Considérant que Madame Karine S. O. qui succombe, doit supporter la charge des dépens et ne saurait bénéficier de l'article 700 du Code de procédure civile ; qu'il convient d'allouer à la SAS SOFTWAY MÉDICAL RADIOLOGIE venant aux droits de la SAS SKY 26, au titre des frais judiciaires non taxables exposés en appel la somme de 2 500€ ;

PAR CES MOTIFS :

Infirme le jugement entrepris en ce qu'il a dit que les demandes de Madame Karine S. O. étaient irrecevables,

Et, statuant à nouveau,

Déboute Madame Karine S. O. de toutes ses demandes,

Condamne Madame Karine S. O. à verser à la SAS SOFTWAY MÉDICAL RADIOLOGIE venant aux droits de la SAS SKY 26 la somme forfaitaire de 2 500 € en remboursement de frais au titre de l'article 700 du code de procédure civile,

Rejette les autres demandes des parties,

Condamne Madame Karine S. O. aux dépens d'appel.

----

CONSIGNE =>
Répondez aux questions ci-dessous en vous appuyant sur l'extrait de décision de justice.
1. Quelle somme est allouée à la SAS SOFTWAY MÉDICAL RADIOLOGIE au titre de l'article 700 du code de procédure civile ?
2. Sur quel point le jugement entrepris est-il infirmé ?
3. Qui est condamné aux dépens d'appel ?

----

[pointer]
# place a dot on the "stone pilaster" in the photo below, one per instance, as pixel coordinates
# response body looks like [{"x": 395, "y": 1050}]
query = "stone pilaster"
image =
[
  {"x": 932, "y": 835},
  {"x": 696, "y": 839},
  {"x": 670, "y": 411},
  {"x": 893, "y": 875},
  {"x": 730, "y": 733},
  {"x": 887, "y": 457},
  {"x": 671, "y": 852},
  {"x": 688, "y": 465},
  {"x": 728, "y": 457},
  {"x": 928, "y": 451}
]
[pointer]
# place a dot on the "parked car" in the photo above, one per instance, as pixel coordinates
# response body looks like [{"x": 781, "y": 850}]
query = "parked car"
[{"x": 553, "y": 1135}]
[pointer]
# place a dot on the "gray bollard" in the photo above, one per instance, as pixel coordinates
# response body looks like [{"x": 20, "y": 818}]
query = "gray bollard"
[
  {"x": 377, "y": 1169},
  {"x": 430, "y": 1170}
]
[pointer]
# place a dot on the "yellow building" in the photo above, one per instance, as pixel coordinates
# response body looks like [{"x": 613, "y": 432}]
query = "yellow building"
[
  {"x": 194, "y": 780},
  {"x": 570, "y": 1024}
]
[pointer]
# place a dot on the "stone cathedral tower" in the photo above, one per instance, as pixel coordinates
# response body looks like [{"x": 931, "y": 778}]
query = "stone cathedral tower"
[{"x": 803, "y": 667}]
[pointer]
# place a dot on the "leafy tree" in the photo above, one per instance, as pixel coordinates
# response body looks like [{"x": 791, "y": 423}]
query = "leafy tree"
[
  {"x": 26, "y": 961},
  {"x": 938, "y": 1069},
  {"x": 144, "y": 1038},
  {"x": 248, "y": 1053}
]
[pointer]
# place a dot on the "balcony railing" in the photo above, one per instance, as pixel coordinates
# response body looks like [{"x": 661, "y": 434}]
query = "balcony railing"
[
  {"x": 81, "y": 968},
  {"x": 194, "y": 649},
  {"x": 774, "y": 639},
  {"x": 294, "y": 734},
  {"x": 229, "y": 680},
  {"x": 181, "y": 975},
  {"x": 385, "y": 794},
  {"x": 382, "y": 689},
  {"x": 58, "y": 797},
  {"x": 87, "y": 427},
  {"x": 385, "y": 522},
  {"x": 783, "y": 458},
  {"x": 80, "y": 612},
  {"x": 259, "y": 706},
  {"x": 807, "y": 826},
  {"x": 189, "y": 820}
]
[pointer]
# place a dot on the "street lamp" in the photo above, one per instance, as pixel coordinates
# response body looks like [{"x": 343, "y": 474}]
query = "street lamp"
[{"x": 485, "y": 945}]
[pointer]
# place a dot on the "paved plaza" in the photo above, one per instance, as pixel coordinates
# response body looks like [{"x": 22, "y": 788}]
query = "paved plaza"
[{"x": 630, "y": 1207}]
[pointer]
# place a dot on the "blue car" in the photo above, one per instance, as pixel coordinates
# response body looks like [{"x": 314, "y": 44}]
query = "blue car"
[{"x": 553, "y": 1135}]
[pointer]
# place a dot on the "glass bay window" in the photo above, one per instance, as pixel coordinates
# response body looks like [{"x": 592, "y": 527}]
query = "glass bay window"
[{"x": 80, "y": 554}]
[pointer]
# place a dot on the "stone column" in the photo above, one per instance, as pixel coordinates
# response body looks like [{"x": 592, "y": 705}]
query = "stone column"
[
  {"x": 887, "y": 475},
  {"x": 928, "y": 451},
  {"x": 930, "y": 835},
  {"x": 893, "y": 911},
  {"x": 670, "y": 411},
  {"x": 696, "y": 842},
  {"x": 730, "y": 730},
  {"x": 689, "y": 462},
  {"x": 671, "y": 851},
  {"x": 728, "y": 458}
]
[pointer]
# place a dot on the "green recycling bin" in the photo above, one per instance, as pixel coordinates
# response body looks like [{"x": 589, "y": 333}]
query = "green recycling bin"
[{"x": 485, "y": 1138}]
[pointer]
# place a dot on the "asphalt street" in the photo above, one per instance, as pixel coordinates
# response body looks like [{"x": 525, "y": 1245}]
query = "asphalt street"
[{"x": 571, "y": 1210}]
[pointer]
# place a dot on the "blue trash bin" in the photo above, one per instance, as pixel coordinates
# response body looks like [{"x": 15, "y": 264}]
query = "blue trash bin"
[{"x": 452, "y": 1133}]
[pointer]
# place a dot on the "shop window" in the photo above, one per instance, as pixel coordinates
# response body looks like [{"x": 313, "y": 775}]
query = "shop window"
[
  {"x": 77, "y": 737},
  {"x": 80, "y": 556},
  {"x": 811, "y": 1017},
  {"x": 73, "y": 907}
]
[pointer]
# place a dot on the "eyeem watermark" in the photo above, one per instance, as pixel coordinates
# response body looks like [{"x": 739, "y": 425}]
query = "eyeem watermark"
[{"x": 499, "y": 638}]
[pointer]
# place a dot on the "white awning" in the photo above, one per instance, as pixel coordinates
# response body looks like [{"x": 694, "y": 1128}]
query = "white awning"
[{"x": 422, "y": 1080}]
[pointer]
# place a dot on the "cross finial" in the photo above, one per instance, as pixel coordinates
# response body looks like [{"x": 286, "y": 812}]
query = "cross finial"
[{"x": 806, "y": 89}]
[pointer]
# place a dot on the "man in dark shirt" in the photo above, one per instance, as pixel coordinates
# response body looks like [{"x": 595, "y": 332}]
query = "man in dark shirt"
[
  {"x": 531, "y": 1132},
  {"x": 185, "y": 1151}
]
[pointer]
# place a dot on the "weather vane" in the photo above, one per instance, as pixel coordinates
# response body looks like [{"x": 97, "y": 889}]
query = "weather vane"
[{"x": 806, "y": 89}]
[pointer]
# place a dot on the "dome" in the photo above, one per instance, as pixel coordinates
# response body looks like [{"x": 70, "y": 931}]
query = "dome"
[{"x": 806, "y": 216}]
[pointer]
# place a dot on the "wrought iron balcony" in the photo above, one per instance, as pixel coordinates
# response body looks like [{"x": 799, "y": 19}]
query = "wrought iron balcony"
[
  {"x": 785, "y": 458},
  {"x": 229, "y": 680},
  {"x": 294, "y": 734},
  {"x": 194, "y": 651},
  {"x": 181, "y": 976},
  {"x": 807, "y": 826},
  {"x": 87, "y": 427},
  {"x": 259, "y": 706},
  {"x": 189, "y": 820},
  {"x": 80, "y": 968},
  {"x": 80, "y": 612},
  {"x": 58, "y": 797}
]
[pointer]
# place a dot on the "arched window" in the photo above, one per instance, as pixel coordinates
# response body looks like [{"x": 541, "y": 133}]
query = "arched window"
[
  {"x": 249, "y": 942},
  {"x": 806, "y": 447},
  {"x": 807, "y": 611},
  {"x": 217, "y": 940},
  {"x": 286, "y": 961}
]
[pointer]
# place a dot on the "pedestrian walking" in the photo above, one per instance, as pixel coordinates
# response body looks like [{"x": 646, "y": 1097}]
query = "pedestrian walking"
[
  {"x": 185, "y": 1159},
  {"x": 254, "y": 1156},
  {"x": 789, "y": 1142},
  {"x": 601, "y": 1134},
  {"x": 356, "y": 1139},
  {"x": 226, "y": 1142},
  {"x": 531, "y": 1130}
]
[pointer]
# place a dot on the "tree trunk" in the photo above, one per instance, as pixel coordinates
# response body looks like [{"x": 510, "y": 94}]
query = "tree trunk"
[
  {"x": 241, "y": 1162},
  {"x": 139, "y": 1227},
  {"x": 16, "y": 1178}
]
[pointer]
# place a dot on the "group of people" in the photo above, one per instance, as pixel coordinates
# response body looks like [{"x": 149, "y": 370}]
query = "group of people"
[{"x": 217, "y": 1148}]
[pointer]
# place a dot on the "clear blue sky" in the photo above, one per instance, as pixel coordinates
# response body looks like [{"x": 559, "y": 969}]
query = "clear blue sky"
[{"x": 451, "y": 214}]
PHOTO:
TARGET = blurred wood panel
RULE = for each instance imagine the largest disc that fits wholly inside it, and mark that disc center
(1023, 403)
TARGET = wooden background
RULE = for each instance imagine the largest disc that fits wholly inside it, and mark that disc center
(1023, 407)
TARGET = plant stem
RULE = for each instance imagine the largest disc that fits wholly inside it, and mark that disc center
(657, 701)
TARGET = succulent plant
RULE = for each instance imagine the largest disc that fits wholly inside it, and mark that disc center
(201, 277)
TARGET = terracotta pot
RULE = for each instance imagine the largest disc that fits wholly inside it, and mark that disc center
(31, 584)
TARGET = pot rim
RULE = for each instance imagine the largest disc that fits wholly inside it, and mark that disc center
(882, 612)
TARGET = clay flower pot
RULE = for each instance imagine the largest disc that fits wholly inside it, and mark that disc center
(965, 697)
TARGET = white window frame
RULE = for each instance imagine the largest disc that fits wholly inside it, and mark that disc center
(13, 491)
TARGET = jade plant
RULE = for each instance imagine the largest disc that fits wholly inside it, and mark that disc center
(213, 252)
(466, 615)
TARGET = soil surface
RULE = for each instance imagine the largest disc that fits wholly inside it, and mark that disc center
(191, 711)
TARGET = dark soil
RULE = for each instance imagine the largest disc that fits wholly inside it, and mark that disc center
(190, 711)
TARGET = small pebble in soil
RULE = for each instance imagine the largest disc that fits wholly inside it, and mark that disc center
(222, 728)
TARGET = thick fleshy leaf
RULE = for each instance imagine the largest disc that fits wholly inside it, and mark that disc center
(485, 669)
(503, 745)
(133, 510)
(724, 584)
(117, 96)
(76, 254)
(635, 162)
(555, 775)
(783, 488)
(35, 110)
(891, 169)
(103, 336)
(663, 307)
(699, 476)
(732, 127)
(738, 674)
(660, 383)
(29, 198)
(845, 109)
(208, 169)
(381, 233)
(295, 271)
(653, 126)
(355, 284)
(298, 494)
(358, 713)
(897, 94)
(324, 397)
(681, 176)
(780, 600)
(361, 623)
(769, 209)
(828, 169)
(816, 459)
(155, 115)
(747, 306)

----

RÉPONSE =>
1. La somme forfaitaire de 2 500 €.
2. Il est infirmé en ce qu'il a dit que les demandes de Madame Karine S. O. étaient irrecevables.
3. Madame Karine S. O.